* BEGIN EXTRACT TO READ *

2 1/2 yrs ago I put all new GPs in and had to put new harnesses, VC gaskets and UVCH on the passenger side. Now I find that there are two pins burnt on the driver's side and on on the passenger side.
I just cleaned off the burnt plastic and put it back together. I want to get to the root of the problem and make a fix for it. THESE PARTS ARE TOO EXPENSIVE AND TOO MUCH WORK TO HAVE TO FIX THIS OFTEN!!!
Why do the pins get so hot that the melt the plastic connectors? I suspect that the glowplugs get an internal short that causes the pins to get hot with too much current.
So if the connections are good and the GP are good then the pins shouldn't get hot enough to melt the plastic?
Can you convert to the SD style harnesses etc?
1. Correct
2. No, SD uses a different connector, 1 per valve cover
Connections are usually the issue. But remember, there is approximately 32 amps of current draw per head, and that assuming each glow plug measures 1.5 ohms. How many times on here have you read "if the GP's measure 0.5 to 1.5 ohms they are OK"? At 1.5 ohms each glow plug would draw about 8 amps. At 0.5 ohms that glow plug would draw about 24 amps. You can see how easy it can get out of control.
Also, IMO bigger is not necessarily better, and I'm referring to the GPR. As far as I'm concerned the original OEM GPR, although spend-e, is superior to any aftermarket one, and it was designed to do the job. If I'm not mistaken RiffRaff has OEM GPR for a very reasonable price, about 2x cost of the after market ones.
As far as connections go they must fit very tight as 8 amps going through a connection is no big deal unless the connection is poor, that is what causes arching and heat.
Excess resistance in the circuit is what causes it to burn the harness. Wiring is to small to handle the heat when the plug doesn't use the amps up to heat the tip. Heres a simple explanation:
Ford/Nav VC gasket/harness was redesigned with better conductors several years ago. Here's a basic way to explain it without math at all:
If the glow plug (load) were to short, the burn or weld will happen at the point the short occurs. If you use a welder it welds at the electrode (load). It won't burn up your weld cables.

* END EXTRACT TO READ *
* BEGIN DATA SHOWN *

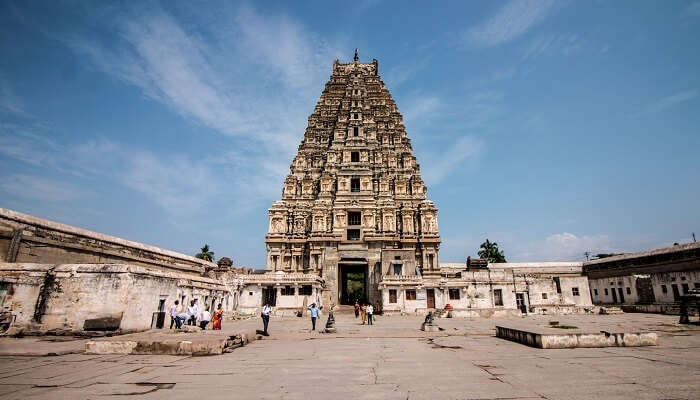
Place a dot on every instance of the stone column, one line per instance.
(296, 295)
(278, 296)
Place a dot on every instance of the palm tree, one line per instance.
(491, 252)
(205, 254)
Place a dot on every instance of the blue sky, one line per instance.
(552, 128)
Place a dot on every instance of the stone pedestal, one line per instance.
(429, 324)
(330, 324)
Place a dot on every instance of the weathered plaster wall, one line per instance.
(86, 291)
(604, 286)
(47, 242)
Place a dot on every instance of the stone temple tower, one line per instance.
(354, 206)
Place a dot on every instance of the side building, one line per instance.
(650, 281)
(58, 277)
(498, 289)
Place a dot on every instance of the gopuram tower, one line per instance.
(354, 206)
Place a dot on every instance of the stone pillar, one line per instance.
(296, 296)
(279, 294)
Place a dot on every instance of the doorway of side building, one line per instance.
(430, 297)
(353, 283)
(520, 302)
(269, 296)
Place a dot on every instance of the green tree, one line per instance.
(489, 251)
(205, 254)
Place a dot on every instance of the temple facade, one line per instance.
(354, 208)
(354, 223)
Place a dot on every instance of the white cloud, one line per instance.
(563, 246)
(38, 188)
(9, 102)
(562, 44)
(667, 102)
(512, 20)
(442, 165)
(253, 78)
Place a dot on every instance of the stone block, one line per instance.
(110, 323)
(109, 347)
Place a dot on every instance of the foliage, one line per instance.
(205, 254)
(489, 251)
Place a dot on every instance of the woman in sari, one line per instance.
(217, 317)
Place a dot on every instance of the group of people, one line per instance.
(366, 311)
(191, 314)
(266, 311)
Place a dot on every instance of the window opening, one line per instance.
(392, 295)
(353, 234)
(287, 290)
(355, 184)
(497, 297)
(354, 218)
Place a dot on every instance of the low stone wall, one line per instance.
(542, 339)
(669, 309)
(28, 239)
(65, 296)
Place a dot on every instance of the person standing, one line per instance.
(180, 318)
(314, 314)
(173, 313)
(191, 313)
(218, 317)
(265, 314)
(204, 319)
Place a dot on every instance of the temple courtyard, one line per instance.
(392, 359)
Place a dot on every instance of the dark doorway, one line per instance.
(353, 283)
(676, 293)
(645, 290)
(270, 295)
(160, 317)
(520, 302)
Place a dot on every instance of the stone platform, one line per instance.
(569, 337)
(171, 343)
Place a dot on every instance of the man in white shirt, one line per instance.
(173, 313)
(192, 313)
(265, 314)
(204, 319)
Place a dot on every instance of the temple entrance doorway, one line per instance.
(430, 297)
(269, 296)
(353, 283)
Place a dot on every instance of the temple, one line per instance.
(355, 223)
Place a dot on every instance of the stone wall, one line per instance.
(646, 278)
(64, 296)
(28, 239)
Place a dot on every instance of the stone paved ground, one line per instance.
(392, 359)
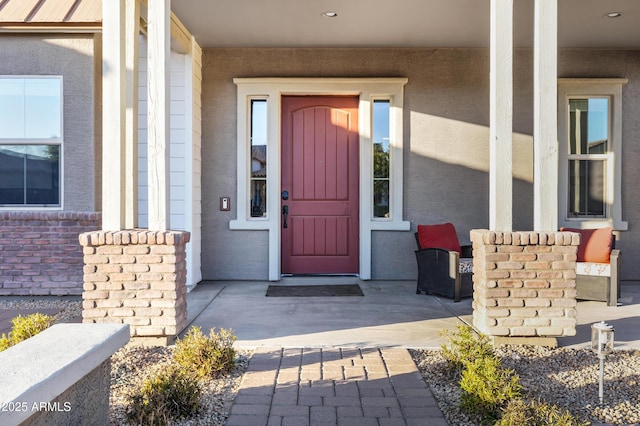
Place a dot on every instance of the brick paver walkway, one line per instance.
(348, 387)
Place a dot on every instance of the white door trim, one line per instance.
(367, 89)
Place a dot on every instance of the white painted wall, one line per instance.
(185, 158)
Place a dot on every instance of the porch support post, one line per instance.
(501, 116)
(545, 116)
(113, 114)
(131, 158)
(159, 37)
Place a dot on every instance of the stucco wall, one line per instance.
(446, 156)
(73, 58)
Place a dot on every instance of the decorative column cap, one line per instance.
(133, 237)
(525, 238)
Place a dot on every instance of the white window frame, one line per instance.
(41, 141)
(272, 89)
(610, 88)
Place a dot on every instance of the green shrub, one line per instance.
(536, 413)
(465, 346)
(170, 394)
(24, 328)
(206, 355)
(487, 387)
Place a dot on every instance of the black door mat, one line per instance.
(314, 290)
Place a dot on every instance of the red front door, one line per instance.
(320, 175)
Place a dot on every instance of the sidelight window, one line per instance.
(258, 177)
(381, 158)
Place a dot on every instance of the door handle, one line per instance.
(285, 213)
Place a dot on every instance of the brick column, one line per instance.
(137, 277)
(524, 285)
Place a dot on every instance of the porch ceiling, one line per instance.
(400, 23)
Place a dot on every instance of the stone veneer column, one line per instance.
(524, 285)
(137, 277)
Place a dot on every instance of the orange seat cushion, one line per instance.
(595, 244)
(439, 236)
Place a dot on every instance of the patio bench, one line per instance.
(597, 266)
(60, 376)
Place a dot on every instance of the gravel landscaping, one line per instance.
(566, 377)
(561, 376)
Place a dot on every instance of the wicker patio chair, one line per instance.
(444, 267)
(597, 266)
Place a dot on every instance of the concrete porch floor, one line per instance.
(390, 314)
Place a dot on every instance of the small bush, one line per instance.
(487, 387)
(206, 355)
(24, 328)
(536, 413)
(168, 395)
(465, 346)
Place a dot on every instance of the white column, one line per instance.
(545, 116)
(131, 157)
(501, 116)
(158, 36)
(113, 114)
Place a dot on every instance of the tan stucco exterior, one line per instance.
(446, 155)
(72, 57)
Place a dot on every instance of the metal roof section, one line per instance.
(17, 13)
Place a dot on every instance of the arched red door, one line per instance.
(320, 183)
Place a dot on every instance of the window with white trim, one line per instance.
(258, 174)
(30, 141)
(590, 138)
(381, 139)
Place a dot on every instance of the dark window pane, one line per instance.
(258, 158)
(381, 148)
(12, 174)
(587, 188)
(30, 175)
(258, 198)
(43, 174)
(381, 198)
(588, 126)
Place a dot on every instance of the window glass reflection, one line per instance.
(258, 176)
(381, 158)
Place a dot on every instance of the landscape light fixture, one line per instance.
(602, 345)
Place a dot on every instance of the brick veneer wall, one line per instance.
(524, 283)
(136, 277)
(39, 251)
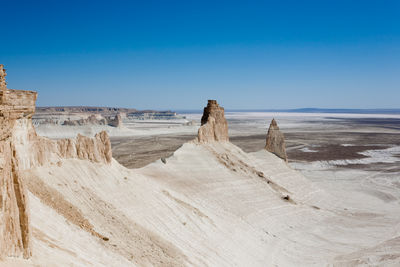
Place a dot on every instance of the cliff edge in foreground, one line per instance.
(20, 149)
(214, 126)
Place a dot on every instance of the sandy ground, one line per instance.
(217, 205)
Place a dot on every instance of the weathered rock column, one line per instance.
(214, 126)
(275, 142)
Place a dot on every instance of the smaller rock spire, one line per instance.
(3, 74)
(214, 126)
(275, 142)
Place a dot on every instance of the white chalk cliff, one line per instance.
(68, 203)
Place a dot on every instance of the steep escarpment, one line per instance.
(214, 126)
(275, 142)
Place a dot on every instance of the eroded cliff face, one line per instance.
(20, 149)
(275, 142)
(214, 126)
(14, 212)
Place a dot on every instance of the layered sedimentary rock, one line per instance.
(91, 120)
(14, 212)
(21, 148)
(275, 142)
(214, 126)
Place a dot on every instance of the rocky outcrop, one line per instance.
(275, 142)
(20, 149)
(14, 212)
(91, 120)
(214, 126)
(116, 121)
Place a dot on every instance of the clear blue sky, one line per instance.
(178, 54)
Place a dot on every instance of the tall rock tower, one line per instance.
(275, 142)
(3, 83)
(214, 126)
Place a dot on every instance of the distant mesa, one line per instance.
(214, 126)
(116, 122)
(96, 119)
(275, 142)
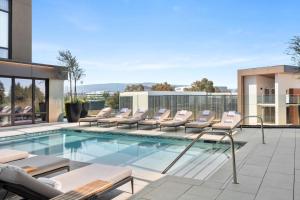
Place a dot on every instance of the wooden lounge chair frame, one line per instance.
(29, 194)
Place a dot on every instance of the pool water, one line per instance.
(143, 152)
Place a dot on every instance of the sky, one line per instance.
(178, 41)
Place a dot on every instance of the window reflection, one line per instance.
(40, 101)
(5, 101)
(23, 101)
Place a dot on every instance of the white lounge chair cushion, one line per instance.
(202, 119)
(228, 121)
(50, 182)
(206, 112)
(8, 155)
(231, 113)
(82, 176)
(16, 175)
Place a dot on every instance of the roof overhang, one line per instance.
(13, 68)
(278, 69)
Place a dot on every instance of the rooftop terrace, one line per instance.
(265, 171)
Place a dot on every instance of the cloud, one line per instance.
(183, 62)
(82, 23)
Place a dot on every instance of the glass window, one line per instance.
(3, 53)
(4, 5)
(23, 101)
(3, 29)
(40, 103)
(5, 101)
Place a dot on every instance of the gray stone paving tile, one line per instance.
(232, 195)
(253, 170)
(268, 193)
(246, 184)
(277, 180)
(168, 191)
(204, 192)
(192, 197)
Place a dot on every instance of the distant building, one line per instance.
(193, 101)
(271, 92)
(29, 92)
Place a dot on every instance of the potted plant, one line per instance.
(73, 106)
(85, 108)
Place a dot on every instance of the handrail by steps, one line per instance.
(196, 139)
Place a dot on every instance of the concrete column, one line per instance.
(280, 100)
(56, 100)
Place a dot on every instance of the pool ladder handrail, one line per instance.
(252, 116)
(227, 133)
(196, 139)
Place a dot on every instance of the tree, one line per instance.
(2, 94)
(162, 87)
(75, 73)
(134, 88)
(113, 101)
(294, 49)
(204, 85)
(78, 73)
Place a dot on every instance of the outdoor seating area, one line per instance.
(19, 172)
(161, 119)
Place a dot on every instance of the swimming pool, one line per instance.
(143, 152)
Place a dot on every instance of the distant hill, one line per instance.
(111, 87)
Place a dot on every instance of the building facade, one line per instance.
(270, 92)
(29, 92)
(175, 101)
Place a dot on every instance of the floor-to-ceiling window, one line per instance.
(4, 28)
(23, 101)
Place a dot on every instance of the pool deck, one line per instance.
(264, 171)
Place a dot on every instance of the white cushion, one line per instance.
(50, 182)
(202, 119)
(16, 175)
(82, 176)
(8, 155)
(206, 112)
(228, 121)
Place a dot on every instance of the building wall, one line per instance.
(56, 100)
(21, 38)
(250, 98)
(282, 83)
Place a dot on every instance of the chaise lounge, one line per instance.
(180, 119)
(204, 120)
(137, 116)
(123, 113)
(34, 165)
(228, 122)
(104, 113)
(160, 116)
(82, 183)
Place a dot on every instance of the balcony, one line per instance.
(293, 99)
(266, 99)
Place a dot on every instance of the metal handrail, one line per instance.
(261, 125)
(196, 139)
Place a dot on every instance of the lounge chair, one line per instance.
(160, 116)
(228, 122)
(82, 183)
(180, 119)
(34, 165)
(205, 119)
(122, 114)
(136, 117)
(104, 113)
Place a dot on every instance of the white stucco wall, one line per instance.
(282, 83)
(56, 100)
(250, 98)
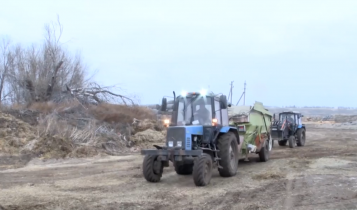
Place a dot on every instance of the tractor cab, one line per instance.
(198, 109)
(292, 117)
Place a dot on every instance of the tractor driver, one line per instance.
(203, 114)
(291, 118)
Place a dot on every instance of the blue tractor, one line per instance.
(289, 128)
(198, 136)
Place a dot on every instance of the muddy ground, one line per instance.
(321, 175)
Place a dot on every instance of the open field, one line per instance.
(321, 175)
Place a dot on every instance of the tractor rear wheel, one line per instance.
(264, 152)
(202, 170)
(282, 143)
(228, 154)
(183, 169)
(292, 141)
(301, 137)
(152, 168)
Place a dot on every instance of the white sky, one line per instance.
(289, 52)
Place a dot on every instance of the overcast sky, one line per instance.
(289, 52)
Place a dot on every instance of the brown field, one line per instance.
(320, 175)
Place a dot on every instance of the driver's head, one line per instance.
(201, 103)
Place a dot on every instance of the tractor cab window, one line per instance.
(194, 110)
(184, 111)
(289, 117)
(202, 111)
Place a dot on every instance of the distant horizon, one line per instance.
(288, 52)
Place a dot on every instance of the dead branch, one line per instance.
(97, 93)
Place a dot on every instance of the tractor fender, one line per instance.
(226, 129)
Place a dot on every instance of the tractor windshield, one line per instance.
(288, 116)
(194, 110)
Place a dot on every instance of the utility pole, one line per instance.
(230, 96)
(244, 93)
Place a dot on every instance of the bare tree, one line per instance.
(39, 73)
(6, 62)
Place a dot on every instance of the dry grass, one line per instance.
(59, 139)
(70, 129)
(112, 113)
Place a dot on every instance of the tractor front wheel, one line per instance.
(183, 169)
(282, 143)
(152, 168)
(202, 170)
(228, 154)
(264, 152)
(292, 141)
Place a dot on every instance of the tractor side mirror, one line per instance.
(164, 105)
(223, 102)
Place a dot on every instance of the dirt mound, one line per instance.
(269, 175)
(345, 118)
(14, 133)
(146, 124)
(148, 136)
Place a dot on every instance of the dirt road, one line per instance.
(321, 175)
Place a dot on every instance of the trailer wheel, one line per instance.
(228, 154)
(282, 143)
(202, 170)
(292, 141)
(183, 169)
(264, 152)
(152, 168)
(301, 137)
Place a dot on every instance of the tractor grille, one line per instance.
(176, 134)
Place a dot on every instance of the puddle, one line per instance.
(329, 162)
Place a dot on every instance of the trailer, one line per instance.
(254, 129)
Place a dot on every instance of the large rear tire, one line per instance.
(228, 154)
(292, 141)
(183, 169)
(202, 170)
(152, 168)
(301, 137)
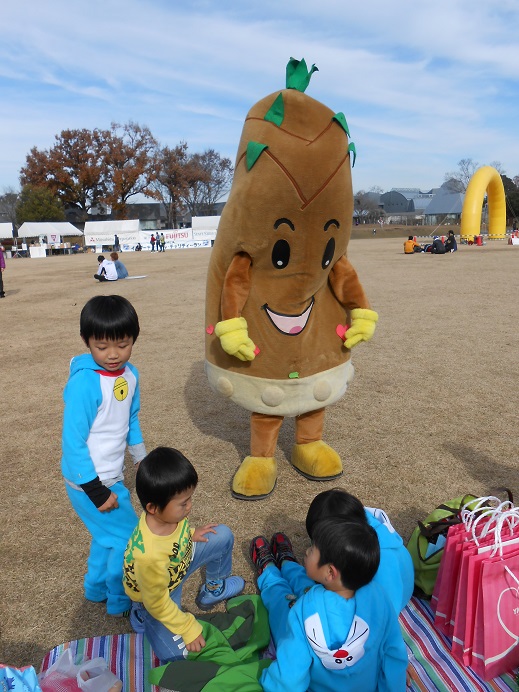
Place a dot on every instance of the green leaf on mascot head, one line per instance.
(341, 119)
(276, 112)
(254, 151)
(298, 76)
(351, 148)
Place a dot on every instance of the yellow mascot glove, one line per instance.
(234, 338)
(362, 327)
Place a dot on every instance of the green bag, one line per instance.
(426, 535)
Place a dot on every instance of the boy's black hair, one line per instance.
(352, 548)
(162, 474)
(108, 317)
(332, 503)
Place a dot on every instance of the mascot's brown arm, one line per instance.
(236, 286)
(346, 285)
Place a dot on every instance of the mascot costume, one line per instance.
(284, 306)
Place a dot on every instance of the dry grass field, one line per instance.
(431, 414)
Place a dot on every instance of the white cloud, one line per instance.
(422, 85)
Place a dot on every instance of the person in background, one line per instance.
(438, 248)
(121, 270)
(411, 246)
(106, 270)
(451, 244)
(2, 269)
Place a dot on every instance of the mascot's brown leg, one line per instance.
(256, 477)
(312, 457)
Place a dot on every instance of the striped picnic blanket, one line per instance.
(129, 656)
(432, 666)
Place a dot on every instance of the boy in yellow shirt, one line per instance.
(163, 551)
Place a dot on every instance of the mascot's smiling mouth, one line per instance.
(289, 324)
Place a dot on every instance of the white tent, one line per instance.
(35, 229)
(6, 230)
(103, 232)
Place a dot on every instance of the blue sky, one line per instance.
(422, 85)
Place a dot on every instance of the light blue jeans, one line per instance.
(280, 588)
(110, 533)
(216, 556)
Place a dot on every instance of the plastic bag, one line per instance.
(18, 679)
(66, 676)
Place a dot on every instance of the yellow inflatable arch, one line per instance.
(485, 179)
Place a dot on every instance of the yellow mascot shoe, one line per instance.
(255, 479)
(316, 461)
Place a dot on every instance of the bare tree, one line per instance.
(498, 166)
(72, 169)
(8, 202)
(129, 156)
(211, 177)
(172, 183)
(460, 179)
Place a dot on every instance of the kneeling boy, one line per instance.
(341, 633)
(163, 551)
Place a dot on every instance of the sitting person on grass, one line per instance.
(411, 246)
(450, 244)
(106, 270)
(396, 572)
(339, 633)
(164, 551)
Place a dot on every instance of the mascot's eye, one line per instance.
(281, 254)
(328, 253)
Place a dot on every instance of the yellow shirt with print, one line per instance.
(153, 567)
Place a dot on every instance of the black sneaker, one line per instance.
(260, 554)
(281, 548)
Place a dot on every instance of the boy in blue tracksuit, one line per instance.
(102, 403)
(396, 572)
(333, 627)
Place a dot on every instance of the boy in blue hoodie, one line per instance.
(340, 633)
(102, 403)
(396, 572)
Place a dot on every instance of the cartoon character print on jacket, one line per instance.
(348, 654)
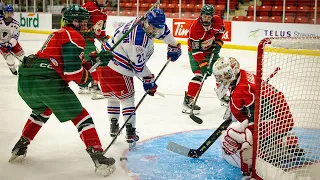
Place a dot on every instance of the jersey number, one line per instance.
(45, 45)
(140, 58)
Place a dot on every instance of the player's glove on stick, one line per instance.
(237, 138)
(204, 67)
(6, 46)
(103, 56)
(174, 52)
(86, 78)
(149, 85)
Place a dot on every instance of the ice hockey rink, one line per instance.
(58, 153)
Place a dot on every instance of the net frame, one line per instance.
(288, 46)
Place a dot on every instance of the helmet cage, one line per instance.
(150, 30)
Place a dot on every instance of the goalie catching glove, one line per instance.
(149, 85)
(237, 138)
(103, 56)
(173, 52)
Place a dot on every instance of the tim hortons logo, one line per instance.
(181, 28)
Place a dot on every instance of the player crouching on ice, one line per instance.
(130, 58)
(238, 137)
(9, 35)
(43, 84)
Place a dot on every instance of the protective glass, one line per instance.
(152, 31)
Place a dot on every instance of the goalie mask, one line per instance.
(154, 23)
(225, 70)
(206, 15)
(8, 13)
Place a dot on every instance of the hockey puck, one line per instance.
(123, 159)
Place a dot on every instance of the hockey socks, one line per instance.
(87, 130)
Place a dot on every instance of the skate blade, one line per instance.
(97, 97)
(14, 156)
(195, 112)
(132, 145)
(105, 170)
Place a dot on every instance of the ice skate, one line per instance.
(84, 90)
(104, 166)
(13, 70)
(131, 136)
(187, 105)
(20, 148)
(114, 127)
(96, 92)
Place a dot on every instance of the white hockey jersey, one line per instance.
(131, 55)
(9, 32)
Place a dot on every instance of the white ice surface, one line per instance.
(57, 153)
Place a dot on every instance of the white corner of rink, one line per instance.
(238, 34)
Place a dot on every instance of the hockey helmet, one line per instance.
(78, 13)
(8, 13)
(225, 70)
(206, 14)
(154, 23)
(8, 8)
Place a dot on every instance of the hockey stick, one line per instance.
(192, 116)
(127, 33)
(196, 153)
(135, 109)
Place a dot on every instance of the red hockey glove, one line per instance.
(237, 138)
(149, 85)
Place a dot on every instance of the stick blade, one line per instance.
(195, 118)
(177, 148)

* END DATA SHOWN *

_EXERCISE TASK_
Write the next part of the glow plug harness discussion, beginning right after its final sentence. The records are separate material and have no connection to the glow plug harness discussion.

_RIGHT ANSWER_
So why does the harness connector melt? Excessive Resistance causes heat. A GP has little resistance or ohms. It's nearly full power that warms the tip using up power to make heat. What little power isn't used returns thru ground to battery completing the circuit. Excess resistance or poor conduction from green stuff or corrosion prevents full power from flowing to the load (glow plug). The wiring gets hot and melts because you still have a complete circuit back to battery ground, but no load to use the power up and keep the wiring cool as power flows thru it.
Now think of the welder again. What happens if you forget to put a ground clamp on the metal to be welded and touch the electrode (load) to the metal? Nothing. The circuit is not complete, so no power flows at all. No weld or short.
Best way to prevent the burned wiring is a good conductor to your GP's. I pack Di grease in all underhood connectors. The best way to keep the connection moisture free and clean is silicone dielectric.
If your harness burn't from the GP connector back, then you may have a shorted plug. Ohm it, compared to the others. If it ohms out higher than the rest it's also BAD. The extra resistance is inside the plug, not allowing full power to the tip.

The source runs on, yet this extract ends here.